- _Tareas_
a – Enumera todas las personas nombradas en el fragmento sobre el monólogo de Massini.
b – Prosigue el fragmento sobre el monólogo de Massini a partir de su última oración.

━━ Fragmento ━━

Lluís Pasqual eligió este monólogo escrito por Stefano Massini, pensamos, por la importancia que tiene la palabra como testimonio, como hilo vital que mantiene el recuerdo de un lugar, de unas personas, que en cualquier momento desaparecerán. De esa tierra seca, como señala la propia Politkóvskaia, que tanta sangre ha derramado para conseguir su control. Y decimos la importancia de la palabra porque nos hemos acostumbrado a disfrazarla bajo tantas etiquetas que ayudan a simplificar el problema sin ser capaces de detectar la raíz. Perestroika, glásnost, son solo un par de ellas que, en el monólogo de Massini, se diluyen ante la conmoción con la que nos sacude su protagonista. Ante la franqueza con la que desnuda esas falsas convenciones rescatando aquellos relatos, de violencia y terror, tal vez insignificantes, que han surcado la realidad rusa desde que se produjo el deshielo.

━━━
━━ Datos de entrada ━━

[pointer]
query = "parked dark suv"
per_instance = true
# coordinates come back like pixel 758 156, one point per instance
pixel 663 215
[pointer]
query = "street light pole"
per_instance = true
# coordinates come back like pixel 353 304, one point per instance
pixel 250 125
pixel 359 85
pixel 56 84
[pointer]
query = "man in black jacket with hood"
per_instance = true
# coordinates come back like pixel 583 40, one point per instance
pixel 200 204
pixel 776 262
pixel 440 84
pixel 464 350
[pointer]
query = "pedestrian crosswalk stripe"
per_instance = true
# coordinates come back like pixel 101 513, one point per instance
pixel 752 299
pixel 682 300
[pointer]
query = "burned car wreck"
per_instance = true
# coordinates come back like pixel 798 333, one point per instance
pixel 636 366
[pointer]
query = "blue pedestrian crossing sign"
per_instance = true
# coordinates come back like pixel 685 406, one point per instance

━━━
━━ Datos de entrada ━━

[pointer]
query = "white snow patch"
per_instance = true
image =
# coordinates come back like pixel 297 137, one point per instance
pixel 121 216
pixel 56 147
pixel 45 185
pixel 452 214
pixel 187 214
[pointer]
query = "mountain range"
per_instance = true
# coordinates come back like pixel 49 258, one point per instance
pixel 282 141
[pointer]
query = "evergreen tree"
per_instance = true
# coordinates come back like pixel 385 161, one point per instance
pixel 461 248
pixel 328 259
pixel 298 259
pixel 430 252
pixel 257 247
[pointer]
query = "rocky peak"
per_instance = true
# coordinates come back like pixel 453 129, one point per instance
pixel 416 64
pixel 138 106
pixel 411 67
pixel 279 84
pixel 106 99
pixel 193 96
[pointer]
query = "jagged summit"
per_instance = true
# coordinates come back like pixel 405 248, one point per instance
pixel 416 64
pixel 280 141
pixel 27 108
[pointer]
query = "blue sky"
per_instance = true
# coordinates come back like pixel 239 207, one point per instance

━━━

- _Respuestas_
a –
Lluís Pasqual
Stefano Massini
Politkóvskaia

b –
Consecuencia de ello, la propuesta escénica de Pasqual es de una nitidez total. Tan sutil que puede llevar al error o a las simplificaciones. Y precisamente es justo lo contrario, puesto que Pasqual desviste, él también, la escena para enseñarnos a Politkóvskaia. Sus gestos, cada matiz, cada inflexión, sobreexpuestos ante el patio de butacas, sin filtro ni elementos que los atenúen; casi, diríamos, sin transiciones. Solo con la manera de estar en escena de Míriam Iscla, de adaptarse a cada episodio de la vida de Politkóvskaia, de moverse en su papel de mujer, periodista, madre o hija de una Rusia herida por su sed de conquista. En su papel de víctima, de mártir, de torturada o de amenazada. Con gestos, a veces casi imperceptibles, que capturan toda la dureza que pueden transmitir sus palabras; y que, imaginamos, Pasqual dicta atentamente sobre el escenario desnudo de artificios ni de elementos que distraigan lo verdaderamente importante. Con los músculos de los brazos agarrotados tras horas de secuestro, con el estómago duro a causa de un potente veneno o con la voz rota cuando una mujer que se le parece ha sido tiroteada en el rellano de su finca.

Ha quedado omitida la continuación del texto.